Source data:
-- BEGIN --

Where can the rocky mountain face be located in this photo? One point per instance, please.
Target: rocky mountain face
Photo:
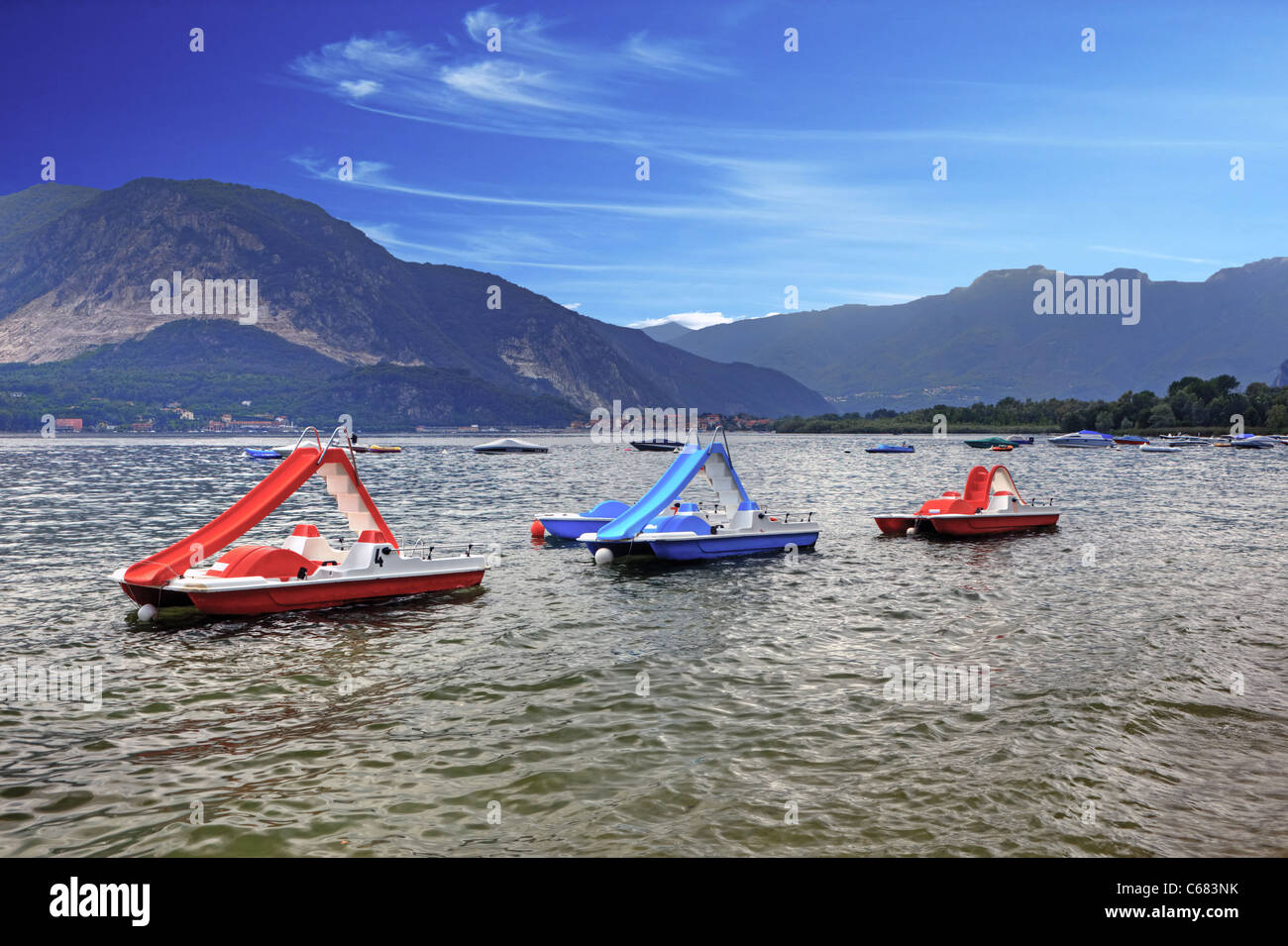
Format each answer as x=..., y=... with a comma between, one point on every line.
x=986, y=341
x=77, y=273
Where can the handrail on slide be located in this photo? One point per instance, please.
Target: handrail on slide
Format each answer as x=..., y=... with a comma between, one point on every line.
x=304, y=434
x=348, y=443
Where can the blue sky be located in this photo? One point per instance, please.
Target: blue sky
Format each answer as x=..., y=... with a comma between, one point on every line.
x=768, y=167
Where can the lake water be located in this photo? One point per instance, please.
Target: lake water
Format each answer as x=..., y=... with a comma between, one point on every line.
x=1134, y=663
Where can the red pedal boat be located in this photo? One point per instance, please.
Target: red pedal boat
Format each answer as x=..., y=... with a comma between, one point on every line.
x=304, y=572
x=990, y=504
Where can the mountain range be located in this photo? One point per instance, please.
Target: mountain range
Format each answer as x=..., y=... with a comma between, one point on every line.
x=346, y=327
x=984, y=341
x=342, y=323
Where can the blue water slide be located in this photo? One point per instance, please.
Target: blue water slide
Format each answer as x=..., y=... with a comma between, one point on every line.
x=682, y=472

-- END --

_Request_:
From the line holding "Where can the handrail" down to the final line above, quote every line exactly and only those lines.

_Right answer_:
Where can the handrail on slide be located in this photo? One point per instance, please.
Target: handrail on slide
Format each answer as x=..., y=... with a comma between, one point on every line.
x=304, y=434
x=348, y=443
Where can the blue sky be located in this photo? One point per instance, please.
Target: blue sky
Format each answer as x=..., y=... with a comma between, one point on every line.
x=768, y=167
Where can the lake water be located in this photo? One point per instance, please.
Target: lake water
Format each answer as x=..., y=... with a comma between, one point on every line.
x=1134, y=663
Where can the red pedal boat be located in this photo? One point per instance, please.
Target: red pedal boat
Format each answer as x=..., y=... with a comma between, one point on every line.
x=304, y=572
x=990, y=504
Where can the mountain range be located in this photo? One point per instance, please.
Target: mountain range
Format each answer as x=..., y=... with a comma between, one point on every line.
x=346, y=327
x=984, y=341
x=342, y=323
Where can the blue water slide be located in this photo? One point per instance, please.
Target: blue water slide
Format each answer as x=..., y=... with a comma between, one point on every line.
x=682, y=472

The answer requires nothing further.